- _Given information_:
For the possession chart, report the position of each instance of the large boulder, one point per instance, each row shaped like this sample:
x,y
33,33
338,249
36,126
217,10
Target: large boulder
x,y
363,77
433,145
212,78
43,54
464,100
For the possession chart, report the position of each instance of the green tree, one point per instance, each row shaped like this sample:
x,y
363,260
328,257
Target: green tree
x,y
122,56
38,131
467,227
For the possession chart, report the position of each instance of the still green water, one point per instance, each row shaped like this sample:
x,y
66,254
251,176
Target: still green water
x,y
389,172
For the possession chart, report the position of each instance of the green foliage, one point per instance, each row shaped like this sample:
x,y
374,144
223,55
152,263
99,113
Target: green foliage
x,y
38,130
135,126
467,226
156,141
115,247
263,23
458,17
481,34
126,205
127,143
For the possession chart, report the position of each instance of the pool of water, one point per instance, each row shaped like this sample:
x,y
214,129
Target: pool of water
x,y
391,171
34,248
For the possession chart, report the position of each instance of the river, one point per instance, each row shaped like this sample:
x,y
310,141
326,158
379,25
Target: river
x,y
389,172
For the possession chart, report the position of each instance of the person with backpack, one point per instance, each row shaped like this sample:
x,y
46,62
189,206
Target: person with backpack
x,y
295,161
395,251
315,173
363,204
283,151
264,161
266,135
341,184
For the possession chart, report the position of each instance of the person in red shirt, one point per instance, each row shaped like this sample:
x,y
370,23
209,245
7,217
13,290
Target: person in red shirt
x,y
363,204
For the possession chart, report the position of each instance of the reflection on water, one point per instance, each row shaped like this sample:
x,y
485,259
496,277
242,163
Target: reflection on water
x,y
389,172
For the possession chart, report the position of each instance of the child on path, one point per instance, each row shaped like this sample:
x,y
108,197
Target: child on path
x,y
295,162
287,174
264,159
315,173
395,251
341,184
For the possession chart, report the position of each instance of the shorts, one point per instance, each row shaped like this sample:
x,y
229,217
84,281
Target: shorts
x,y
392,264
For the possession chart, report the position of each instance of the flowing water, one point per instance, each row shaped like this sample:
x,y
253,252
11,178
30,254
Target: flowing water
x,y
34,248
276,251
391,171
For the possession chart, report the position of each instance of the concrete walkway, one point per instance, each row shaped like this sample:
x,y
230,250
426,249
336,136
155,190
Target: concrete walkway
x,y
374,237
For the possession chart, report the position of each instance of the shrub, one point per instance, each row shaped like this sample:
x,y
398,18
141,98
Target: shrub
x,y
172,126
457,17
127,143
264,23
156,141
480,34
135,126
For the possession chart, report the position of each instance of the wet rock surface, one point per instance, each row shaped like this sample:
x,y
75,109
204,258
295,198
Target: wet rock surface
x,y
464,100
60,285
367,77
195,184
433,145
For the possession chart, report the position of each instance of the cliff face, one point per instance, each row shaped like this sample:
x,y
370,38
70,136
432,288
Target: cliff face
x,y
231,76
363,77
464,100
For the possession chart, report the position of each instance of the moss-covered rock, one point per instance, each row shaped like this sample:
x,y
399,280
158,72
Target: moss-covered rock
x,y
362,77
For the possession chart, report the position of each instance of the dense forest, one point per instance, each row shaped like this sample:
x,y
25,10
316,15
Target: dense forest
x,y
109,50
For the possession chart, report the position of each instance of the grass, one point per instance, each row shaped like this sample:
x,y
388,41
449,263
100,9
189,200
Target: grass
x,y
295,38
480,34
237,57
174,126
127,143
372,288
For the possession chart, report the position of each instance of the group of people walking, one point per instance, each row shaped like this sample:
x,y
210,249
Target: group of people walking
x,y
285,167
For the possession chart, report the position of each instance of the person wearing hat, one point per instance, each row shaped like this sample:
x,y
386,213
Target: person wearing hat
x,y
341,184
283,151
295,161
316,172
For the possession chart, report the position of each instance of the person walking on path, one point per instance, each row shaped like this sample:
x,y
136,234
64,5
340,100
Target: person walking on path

- _Instructions for the task_:
Could you return the data above exactly as it stands?

- _Solved exercise_:
For the possession chart, report the position of each instance of the large boulder, one point per instance, each row shaped like this sample:
x,y
33,33
338,249
36,126
217,10
Target: large boulder
x,y
363,77
433,145
212,78
43,54
464,100
For the possession chart, report the position of each instance of the green tree, one point per instance, each row shaped like this sample:
x,y
363,260
328,257
Target: green tree
x,y
122,56
38,131
467,227
For the possession chart, report the position of each instance of the still green water, one point per instance, each row shaped like this sample:
x,y
66,254
251,176
Target: still green water
x,y
389,172
For the possession chart, report the position of each instance of the green foliage, one point per instance, each row shaped like this sample:
x,y
374,144
223,55
152,263
99,113
Target: green foliage
x,y
38,130
135,126
467,226
156,141
115,247
263,23
458,17
481,34
126,205
127,143
For the possession chart, report the position of each instance of the pool of water, one point per instance, each row shaped like this sample:
x,y
214,129
Target: pool of water
x,y
391,171
34,248
For the possession chart, report the position of each instance of the river, one point per instance, each row shaped like this sample:
x,y
310,141
326,158
379,25
Target: river
x,y
389,172
For the possession chart, report the position of each instance of the person with backpack, one point per instance, each row shaped like this sample:
x,y
46,62
189,206
Target: person with backpack
x,y
295,161
395,251
315,173
363,204
283,151
264,161
266,135
341,184
For the possession chart, report the position of each instance of the person in red shirt, one point per instance, each row shaped like this sample:
x,y
370,23
209,245
7,217
13,290
Target: person in red shirt
x,y
363,204
For the possession chart, report the position of each instance of the reflection on water, one point per instance, each row shaped like this sample:
x,y
485,259
496,277
242,163
Target: reflection on water
x,y
389,172
For the possession chart, report the position of each instance of the child on path, one point per instance, each row shaped like this sample:
x,y
108,197
Target: child on path
x,y
295,162
287,174
264,159
315,173
395,251
341,184
For the possession chart, report the position of each instance of the shorts, one point per instance, each row shaped like this sample:
x,y
229,217
84,281
Target: shorts
x,y
392,264
For the possession chart, report the position of each instance of the flowing water, one point per instance, each row shaped like this sample:
x,y
253,252
11,178
30,254
Target: flowing water
x,y
34,248
276,251
391,171
For the possession chart, report the position of each instance of the concrete walkway, one point per instance, each row shaped like this sample:
x,y
230,250
426,249
336,136
155,190
Target: concrete walkway
x,y
374,237
For the possession chart, report the position of each instance of the shrub, one point per instance, each row shaped like this sample:
x,y
398,18
141,98
Target: shrub
x,y
172,126
457,17
127,143
264,23
156,141
480,34
135,126
For the possession chart, report the position of each instance of the wet rock surface, one point per instance, each row shaped like this sample:
x,y
75,109
204,258
295,198
Target: wet rock surface
x,y
464,100
60,285
367,77
195,184
433,145
For the possession chart, report the position of each instance of the cliff face, one point per instance, each row shaped like this sample:
x,y
370,38
70,136
432,288
Target: cliff face
x,y
231,76
363,77
464,100
For the possession chart, report the position of each instance of the moss-covered rock, one point per instance, each row shaped like this sample:
x,y
399,280
158,72
Target: moss-covered rock
x,y
362,77
For the possession chart, report the position of each instance of the dense forest, one point per instance, each row shaped like this sample:
x,y
25,10
316,15
Target: dense forest
x,y
109,50
For the possession chart, report the position of each instance of the grass, one point per instance, each row shaped like this sample:
x,y
388,41
449,263
100,9
189,200
Target: grass
x,y
295,38
480,34
237,57
174,126
127,143
372,288
For the possession chart, report the position of each instance of the group of people walking, one point per instance, each row shaped like this sample:
x,y
210,249
Target: group of people walking
x,y
285,167
For the possession chart, report the position of each instance of the person wearing hat, one point per instance, each row shaped like this sample:
x,y
386,213
Target: person wearing hat
x,y
341,184
283,151
295,161
316,172
For the possession chart, report the position of each instance of the person walking on path, one point per instance, each row shaped like this sample:
x,y
136,234
64,5
340,100
Target: person walking on path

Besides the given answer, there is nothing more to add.